START Raw data
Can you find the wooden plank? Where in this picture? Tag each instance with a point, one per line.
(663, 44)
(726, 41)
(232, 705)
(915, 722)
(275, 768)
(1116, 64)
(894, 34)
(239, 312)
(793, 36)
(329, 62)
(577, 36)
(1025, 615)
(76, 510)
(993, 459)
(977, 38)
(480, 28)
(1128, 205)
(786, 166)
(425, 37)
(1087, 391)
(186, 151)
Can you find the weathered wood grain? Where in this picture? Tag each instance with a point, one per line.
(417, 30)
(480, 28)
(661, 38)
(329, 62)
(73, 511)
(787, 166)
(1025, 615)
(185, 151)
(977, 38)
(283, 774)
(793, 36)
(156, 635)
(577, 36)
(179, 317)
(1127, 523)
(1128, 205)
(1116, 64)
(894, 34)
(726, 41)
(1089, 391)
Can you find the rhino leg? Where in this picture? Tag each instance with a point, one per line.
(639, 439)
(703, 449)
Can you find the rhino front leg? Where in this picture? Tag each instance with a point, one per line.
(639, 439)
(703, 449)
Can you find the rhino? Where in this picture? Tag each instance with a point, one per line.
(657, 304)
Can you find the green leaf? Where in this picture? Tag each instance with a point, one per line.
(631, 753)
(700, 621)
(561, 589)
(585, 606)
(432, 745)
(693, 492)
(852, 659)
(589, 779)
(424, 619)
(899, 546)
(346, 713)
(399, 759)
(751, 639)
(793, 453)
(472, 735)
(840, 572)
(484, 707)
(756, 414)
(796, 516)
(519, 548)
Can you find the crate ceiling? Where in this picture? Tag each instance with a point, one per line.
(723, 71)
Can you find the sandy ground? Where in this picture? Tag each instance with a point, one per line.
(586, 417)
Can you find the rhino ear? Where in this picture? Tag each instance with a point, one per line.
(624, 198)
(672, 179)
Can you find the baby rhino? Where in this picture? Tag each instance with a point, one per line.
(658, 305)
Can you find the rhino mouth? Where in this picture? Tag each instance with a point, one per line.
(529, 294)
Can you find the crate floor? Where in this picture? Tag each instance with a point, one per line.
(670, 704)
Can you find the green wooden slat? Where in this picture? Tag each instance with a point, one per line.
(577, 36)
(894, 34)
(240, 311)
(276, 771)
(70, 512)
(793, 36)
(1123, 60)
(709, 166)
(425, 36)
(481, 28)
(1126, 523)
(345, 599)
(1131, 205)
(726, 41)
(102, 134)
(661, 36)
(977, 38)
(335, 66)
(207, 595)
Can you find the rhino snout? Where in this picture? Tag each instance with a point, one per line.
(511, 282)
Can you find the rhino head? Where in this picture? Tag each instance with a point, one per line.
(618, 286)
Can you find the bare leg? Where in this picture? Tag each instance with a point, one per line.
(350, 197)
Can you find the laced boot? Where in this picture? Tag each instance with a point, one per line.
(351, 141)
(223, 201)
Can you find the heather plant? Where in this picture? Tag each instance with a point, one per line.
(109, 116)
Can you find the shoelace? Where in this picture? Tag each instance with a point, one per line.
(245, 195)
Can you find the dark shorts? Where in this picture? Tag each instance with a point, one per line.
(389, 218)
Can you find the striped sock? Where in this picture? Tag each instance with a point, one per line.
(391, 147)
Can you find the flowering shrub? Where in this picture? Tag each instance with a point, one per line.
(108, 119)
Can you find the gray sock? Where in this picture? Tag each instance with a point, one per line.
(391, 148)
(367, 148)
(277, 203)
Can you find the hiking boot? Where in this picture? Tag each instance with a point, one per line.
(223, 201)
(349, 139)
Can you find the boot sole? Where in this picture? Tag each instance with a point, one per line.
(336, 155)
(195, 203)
END Raw data
Exercise goal => Repeat the records exactly, leaving out none of them.

Exercise solution =>
Can you find the wooden plank? Where in this picture? Tag each instance with a point, one per line.
(663, 44)
(726, 41)
(232, 705)
(915, 722)
(275, 768)
(1116, 64)
(894, 34)
(239, 312)
(793, 36)
(329, 62)
(577, 36)
(1025, 615)
(76, 510)
(993, 459)
(977, 38)
(480, 28)
(1128, 205)
(786, 166)
(425, 37)
(1087, 391)
(186, 151)
Can you find the weathered wood grain? Where in this picture? Tag each instance with a point, one per line.
(417, 30)
(480, 28)
(661, 38)
(329, 62)
(73, 511)
(787, 166)
(1025, 615)
(185, 151)
(977, 38)
(283, 774)
(793, 36)
(156, 635)
(577, 36)
(179, 317)
(1127, 523)
(1128, 205)
(1116, 64)
(894, 34)
(726, 41)
(1089, 391)
Can you find the rhino leg? Where in this picture? Tag each instance with a point, one per line.
(639, 439)
(703, 449)
Can you find the rhino front leg? Where in this picture? Tag each instance with a point, one per line.
(639, 439)
(703, 449)
Can you find the rhino? Where in this picture? Tag each instance with a point, one per line.
(657, 304)
Can you find the green leaf? Where in this picture? Tag each instance with a point, one per line.
(631, 753)
(700, 621)
(561, 589)
(585, 606)
(432, 745)
(693, 492)
(852, 659)
(589, 779)
(424, 619)
(899, 546)
(346, 713)
(399, 759)
(751, 639)
(793, 453)
(472, 735)
(840, 572)
(484, 707)
(756, 414)
(796, 516)
(519, 548)
Can you find the crate ceiling? Where in this picture? Tag each instance with a point, one per line.
(723, 71)
Can you find the sandy ground? Where in this picture? Tag each instance with a point, one per line.
(586, 417)
Can you find the rhino ear? Where in this picture? Tag each instance with a point, one per line.
(624, 198)
(672, 179)
Can you find the baby rhino? Where in this picture? Tag each instance with a point, one per line.
(658, 305)
Can you find the rhino mouth? Where in this picture? Tag each instance with a point, one per line.
(529, 294)
Can you find the crate floor? Where in this picture? Tag each instance with a point, one per line.
(670, 704)
Can you find the green wooden slat? Where in this picture? Tag each instance with a point, one per line.
(577, 36)
(894, 34)
(240, 311)
(276, 771)
(70, 512)
(793, 36)
(1123, 60)
(709, 166)
(425, 36)
(481, 28)
(1126, 523)
(345, 599)
(1131, 205)
(726, 41)
(102, 134)
(661, 36)
(977, 38)
(335, 66)
(207, 595)
Can you find the rhino snout? Where in this picture? Tag each instance with a point, one per line.
(511, 282)
Can you find the rhino head? Where in this picture? Tag each instance with a point, one per line.
(618, 286)
Can you find the bare leg? Where in this picture? Tag each instance with a point, one per line.
(350, 197)
Can you find the laced boot? Where in this picture? Tag each instance with a point, one per line.
(351, 141)
(223, 201)
Can you find the heather plant? Where in this picture? Tag each instance with a point, one per line.
(109, 116)
Can you find the shoelace? Where in this picture? Tag each instance with a point, one per line.
(245, 195)
Can you find the dark shorts? Where in this picture? Tag each instance with a point, one per line.
(389, 218)
Can you find the striped sock? Where in this picture? Tag each instance with a point, one per line.
(391, 147)
Can you find the flowering shrub? Where in this picture? Tag each instance with a point, one per line.
(108, 119)
Can you find the gray sock? Where in this picture? Tag each instance with a point, one per line.
(391, 148)
(367, 148)
(277, 203)
Can you find the hiking boot? Where in this picture? Tag each instance with a point, one per line.
(223, 201)
(349, 139)
Can you find the boot sole? Where in this picture? Tag each instance with a point, one per line.
(336, 155)
(195, 203)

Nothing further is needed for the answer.